-- DATA LISTING start --

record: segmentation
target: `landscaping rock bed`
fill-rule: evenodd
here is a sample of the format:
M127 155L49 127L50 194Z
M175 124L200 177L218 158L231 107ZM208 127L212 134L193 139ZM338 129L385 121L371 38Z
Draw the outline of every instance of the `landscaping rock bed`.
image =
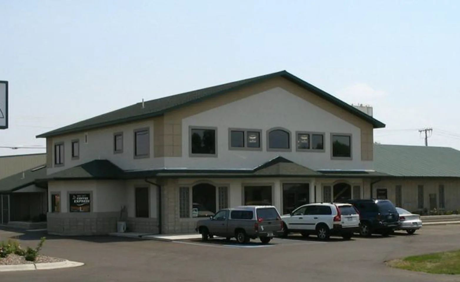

-- DATA LISTING end --

● **SET EXERCISE**:
Convert the listing above into a JSON list of strings with one string per line. Omit blank lines and leave out the picture.

● **ANSWER TO THE PROBLEM**:
[
  "record: segmentation",
  "target: `landscaping rock bed`",
  "fill-rule: evenodd",
  "here is a sample of the format:",
  "M127 155L49 127L50 194Z",
  "M175 124L200 177L218 158L231 107ZM208 127L212 134L193 139ZM338 129L385 121L371 38Z",
  "Draw the outline of every instance of the `landscaping rock bed`.",
  "image ="
]